- _WHAT IS EXPECTED_: Copy out the data exactly, leaving the pictures behind.

[Entries from a pointing dataset]
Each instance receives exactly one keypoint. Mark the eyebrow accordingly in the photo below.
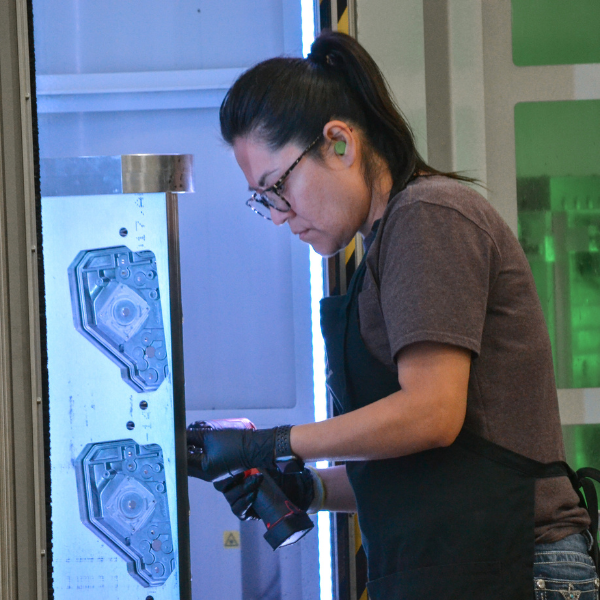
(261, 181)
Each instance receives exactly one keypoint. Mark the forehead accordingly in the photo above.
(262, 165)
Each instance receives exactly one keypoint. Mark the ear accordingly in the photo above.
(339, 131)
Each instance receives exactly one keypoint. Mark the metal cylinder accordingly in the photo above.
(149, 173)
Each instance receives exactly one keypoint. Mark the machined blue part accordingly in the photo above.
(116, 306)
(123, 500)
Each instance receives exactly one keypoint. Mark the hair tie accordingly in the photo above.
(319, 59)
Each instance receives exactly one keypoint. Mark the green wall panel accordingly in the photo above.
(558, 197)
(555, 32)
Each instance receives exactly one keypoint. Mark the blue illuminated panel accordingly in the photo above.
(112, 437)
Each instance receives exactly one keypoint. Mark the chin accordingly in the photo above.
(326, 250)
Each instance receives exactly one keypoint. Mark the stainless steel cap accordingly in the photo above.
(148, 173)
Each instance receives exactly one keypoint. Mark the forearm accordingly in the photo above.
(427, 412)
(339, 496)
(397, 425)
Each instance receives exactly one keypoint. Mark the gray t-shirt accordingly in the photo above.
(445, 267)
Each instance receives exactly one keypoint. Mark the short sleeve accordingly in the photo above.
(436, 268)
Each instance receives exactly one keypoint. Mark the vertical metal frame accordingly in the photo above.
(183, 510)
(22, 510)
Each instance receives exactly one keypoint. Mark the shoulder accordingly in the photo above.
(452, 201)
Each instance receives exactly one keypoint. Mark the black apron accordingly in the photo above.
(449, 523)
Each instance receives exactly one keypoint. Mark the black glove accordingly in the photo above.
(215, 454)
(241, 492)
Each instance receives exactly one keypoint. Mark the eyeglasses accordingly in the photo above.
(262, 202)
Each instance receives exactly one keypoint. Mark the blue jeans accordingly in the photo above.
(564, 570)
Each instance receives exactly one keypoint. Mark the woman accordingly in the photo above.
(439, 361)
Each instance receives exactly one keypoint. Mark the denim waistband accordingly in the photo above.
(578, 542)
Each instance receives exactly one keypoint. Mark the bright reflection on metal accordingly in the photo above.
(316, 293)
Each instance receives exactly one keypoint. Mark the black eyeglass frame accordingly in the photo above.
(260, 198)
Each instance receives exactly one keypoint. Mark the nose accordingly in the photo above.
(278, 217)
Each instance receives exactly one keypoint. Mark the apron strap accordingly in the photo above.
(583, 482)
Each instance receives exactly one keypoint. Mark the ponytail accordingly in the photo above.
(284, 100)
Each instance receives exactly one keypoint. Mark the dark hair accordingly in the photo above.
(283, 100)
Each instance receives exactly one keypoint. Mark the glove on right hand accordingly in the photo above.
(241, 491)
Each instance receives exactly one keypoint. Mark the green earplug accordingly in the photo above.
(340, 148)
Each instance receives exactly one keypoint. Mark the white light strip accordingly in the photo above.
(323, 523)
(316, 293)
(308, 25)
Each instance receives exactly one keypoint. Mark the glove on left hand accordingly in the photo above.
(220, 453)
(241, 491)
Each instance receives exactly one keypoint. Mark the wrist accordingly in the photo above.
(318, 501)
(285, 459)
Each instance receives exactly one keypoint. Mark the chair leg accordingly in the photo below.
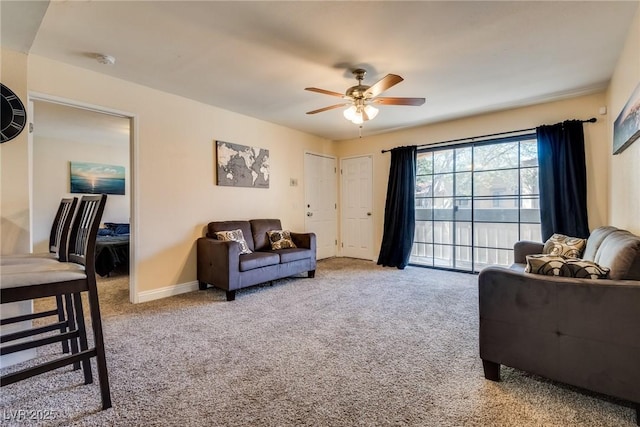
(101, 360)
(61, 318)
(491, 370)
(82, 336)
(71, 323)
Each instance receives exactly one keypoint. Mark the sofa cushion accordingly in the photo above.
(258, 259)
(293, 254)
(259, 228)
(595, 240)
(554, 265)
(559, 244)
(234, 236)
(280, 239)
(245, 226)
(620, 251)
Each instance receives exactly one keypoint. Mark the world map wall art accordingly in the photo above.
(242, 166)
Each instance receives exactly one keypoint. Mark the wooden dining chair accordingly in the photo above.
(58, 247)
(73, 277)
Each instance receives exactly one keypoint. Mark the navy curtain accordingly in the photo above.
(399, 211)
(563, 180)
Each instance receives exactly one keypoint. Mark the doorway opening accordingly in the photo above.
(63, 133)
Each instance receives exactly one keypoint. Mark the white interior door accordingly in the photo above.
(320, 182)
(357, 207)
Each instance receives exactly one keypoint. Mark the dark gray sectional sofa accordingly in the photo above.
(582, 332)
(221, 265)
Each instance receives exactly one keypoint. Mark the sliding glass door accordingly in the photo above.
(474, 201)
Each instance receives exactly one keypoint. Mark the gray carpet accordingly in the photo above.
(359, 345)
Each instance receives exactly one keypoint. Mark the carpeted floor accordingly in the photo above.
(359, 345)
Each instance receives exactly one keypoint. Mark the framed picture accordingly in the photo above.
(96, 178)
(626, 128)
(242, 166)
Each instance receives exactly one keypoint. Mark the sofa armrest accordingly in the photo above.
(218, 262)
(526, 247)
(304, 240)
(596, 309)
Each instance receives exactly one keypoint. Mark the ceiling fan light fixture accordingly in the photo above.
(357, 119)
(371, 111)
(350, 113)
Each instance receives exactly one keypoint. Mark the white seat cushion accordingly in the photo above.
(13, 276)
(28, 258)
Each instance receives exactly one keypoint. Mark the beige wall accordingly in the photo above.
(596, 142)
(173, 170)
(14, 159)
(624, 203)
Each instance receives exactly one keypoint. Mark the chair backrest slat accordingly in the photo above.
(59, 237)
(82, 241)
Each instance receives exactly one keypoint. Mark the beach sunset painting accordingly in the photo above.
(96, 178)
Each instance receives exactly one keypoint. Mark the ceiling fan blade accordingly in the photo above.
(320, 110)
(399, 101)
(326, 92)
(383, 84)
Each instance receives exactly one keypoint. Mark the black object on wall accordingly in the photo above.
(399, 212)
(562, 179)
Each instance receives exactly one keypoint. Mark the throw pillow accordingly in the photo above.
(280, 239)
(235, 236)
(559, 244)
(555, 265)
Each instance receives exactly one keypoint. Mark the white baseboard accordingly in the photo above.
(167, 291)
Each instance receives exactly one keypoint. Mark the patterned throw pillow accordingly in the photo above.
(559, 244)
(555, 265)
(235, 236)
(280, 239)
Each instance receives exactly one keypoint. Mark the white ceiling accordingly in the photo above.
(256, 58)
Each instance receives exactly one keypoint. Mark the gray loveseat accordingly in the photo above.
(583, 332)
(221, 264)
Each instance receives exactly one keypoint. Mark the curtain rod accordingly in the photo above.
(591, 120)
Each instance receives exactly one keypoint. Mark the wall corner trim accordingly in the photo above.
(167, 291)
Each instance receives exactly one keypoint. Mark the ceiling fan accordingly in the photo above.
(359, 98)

- _CORRECT ANSWER_:
Each instance receives exactly one keypoint. Mark the eyebrow accordingly in the photo below.
(261, 181)
Each instance receives exactly one keypoint. Mark the forehead accordingly in the photo above.
(262, 165)
Each instance receives exactly one keypoint. Mark the ear accordingly in the photo above.
(339, 131)
Each instance receives exactly one keypoint. Mark the metal cylinder accordingly in the photo above.
(149, 173)
Each instance receives exactly one keypoint. Mark the machined blue part accordingly in the photo above.
(116, 306)
(123, 500)
Each instance receives exactly one keypoint. Mark the hair tie accordingly in the photo above.
(319, 59)
Each instance receives exactly one keypoint. Mark the green wall panel accordingly in the photo above.
(558, 197)
(555, 32)
Each instance receives exactly one keypoint. Mark the blue illuminated panel accordingly in the photo above.
(112, 437)
Each instance receives exactly one keypoint. Mark the chin accordingly in the photo above.
(326, 250)
Each instance receives exactly one keypoint. Mark the stainless steel cap accordingly in the photo above.
(148, 173)
Each instance receives exactly one keypoint. Mark the forearm accordingly in the photo above.
(427, 412)
(339, 496)
(397, 425)
Each instance receives exactly one keypoint. Mark the gray t-shirt accordingly in the photo above.
(445, 267)
Each instance receives exactly one keypoint. Mark the short sleeve accordingly in the photo above.
(436, 268)
Each instance receives exactly one keypoint. Mark the vertical metal frame accordingly in the photo above.
(183, 510)
(22, 510)
Each instance receives exactly one keypoint. Mark the shoulder accordingly in the photo above.
(452, 201)
Each instance receives exactly one keypoint. Mark the black apron accordingly in the photo above.
(449, 523)
Each instance receives exactly one keypoint. Mark the black glove accordingly in the photo above.
(215, 454)
(241, 492)
Each instance receives exactly one keypoint. Mark the eyeglasses accordingly in the photo above.
(262, 202)
Each instance receives exactly one keypoint. Mark the blue jeans accordingly in the photo above.
(564, 570)
Each instance receives exactly one keypoint. Mark the woman accordingly in the photo above.
(439, 361)
Each instance receives exactly one keypoint. Mark the denim waistband accordingly in the photo above.
(578, 542)
Each instance receives exactly one keypoint. Mark the bright reflection on metal accordingly in the photo above.
(316, 293)
Each instance receives exactly one keypoint. Mark the black eyeglass frame accordingly in the photo above.
(260, 198)
Each instance receives exactly one keypoint. Mark the nose accordingly in the photo above.
(278, 217)
Each instance receives exactly one keypoint. Mark the apron strap accordingly in the photo above.
(583, 482)
Each instance receives exactly one keypoint. Mark the ponytail accordingly in the photo above.
(284, 100)
Each instance receives exactly one keypoint. Mark the dark hair accordingly in the photo above.
(283, 100)
Each instance receives exactly one keypoint. Mark the glove on right hand accordingly in the photo above.
(241, 491)
Each instance receives exactly one keypoint. Mark the green earplug accordingly in the photo above.
(340, 148)
Each instance receives exactly one keypoint. Mark the white light strip accordingly in the photo above.
(323, 523)
(316, 293)
(308, 25)
Each instance receives exactly one keypoint. Mark the glove on left hand accordingly in the photo above.
(220, 453)
(241, 491)
Each instance receives exactly one keypoint. Mark the wrist accordingly in the photo above.
(318, 501)
(285, 459)
Each instance receives exactly one keypoint. Mark the chair leg accordingly in the photo below.
(101, 360)
(61, 318)
(491, 370)
(82, 336)
(71, 323)
Each instance receives exactly one keypoint. Mark the sofa cushion accordingly in the photo above.
(258, 259)
(293, 254)
(259, 228)
(595, 240)
(554, 265)
(559, 244)
(234, 236)
(280, 239)
(245, 226)
(620, 251)
Each instance receives exactly one keypoint. Mark the world map wall art accordingly in the photo above.
(242, 166)
Each instance receives exactly one keypoint. Mark the wooden dining chair accordingly in the photo above.
(58, 247)
(73, 277)
Each instance receives exactly one keypoint. Mark the navy curtain accordingly in the photo above.
(399, 211)
(563, 180)
Each instance receives exactly one keypoint. Mark the doorway opening accordingly in the photo above.
(63, 133)
Each instance receives exactly one keypoint. Mark the white interior door accordingly in the photo above.
(320, 182)
(357, 207)
Each instance receives exactly one keypoint. Mark the dark gray sectional sofa accordingly in the photo above.
(582, 332)
(221, 265)
Each instance receives exactly one keypoint. Mark the sliding glass door accordingly in the photo above.
(474, 201)
Each instance receives exactly one keypoint. Mark the gray carpet accordingly in the photo above.
(359, 345)
Each instance receives exactly one keypoint. Mark the carpeted floor accordingly in the photo above.
(359, 345)
Each instance receives exactly one keypoint. Mark the framed picture accordingly in the photo above.
(96, 178)
(626, 128)
(242, 166)
Each instance receives exactly one keypoint. Mark the sofa armrest accordingly in the photo above.
(218, 262)
(526, 247)
(304, 240)
(596, 309)
Each instance receives exactly one keypoint. Mark the ceiling fan light fixture accordingly in the photo above.
(357, 119)
(371, 111)
(350, 113)
Each instance receives exactly one keypoint. Mark the white seat cushion accordingly in the photo above.
(13, 276)
(28, 258)
Each instance receives exactly one keypoint. Mark the beige wall accordingly in the photo above.
(596, 142)
(173, 170)
(14, 159)
(624, 203)
Each instance receives exactly one keypoint. Mark the chair backrest slat accordingly in the photo above.
(59, 237)
(82, 241)
Each instance receives exactly one keypoint. Mark the beach sunset painting accordingly in the photo above.
(96, 178)
Each instance receives exactly one keypoint. Mark the ceiling fan blade accordingly in the photo above.
(320, 110)
(399, 101)
(326, 92)
(383, 84)
Each instance receives exactly one keypoint. Mark the black object on wall accordingly in the photo above.
(399, 212)
(562, 179)
Each instance receives exactly one keypoint. Mark the throw pillow accordingly in the photo above.
(280, 239)
(235, 236)
(559, 244)
(555, 265)
Each instance receives exactly one keypoint. Mark the white baseboard accordingly in the photo above.
(167, 291)
Each instance receives exactly one keypoint. Mark the patterned throw pillow accordingly in the photo above.
(559, 244)
(555, 265)
(235, 236)
(280, 239)
Each instance receives exactly one keypoint. Mark the white ceiling accordingly in the photo above.
(256, 58)
Each instance receives exactly one keypoint. Mark the gray loveseat accordingly in the photo above.
(583, 332)
(221, 264)
Each instance receives exactly one keypoint. Mark the curtain rod accordingly in the photo above.
(591, 120)
Each instance receives exactly one keypoint. Mark the wall corner trim accordingly in the photo above.
(167, 291)
Each instance receives exactly one keypoint. Mark the ceiling fan accordingly in the photo above.
(359, 98)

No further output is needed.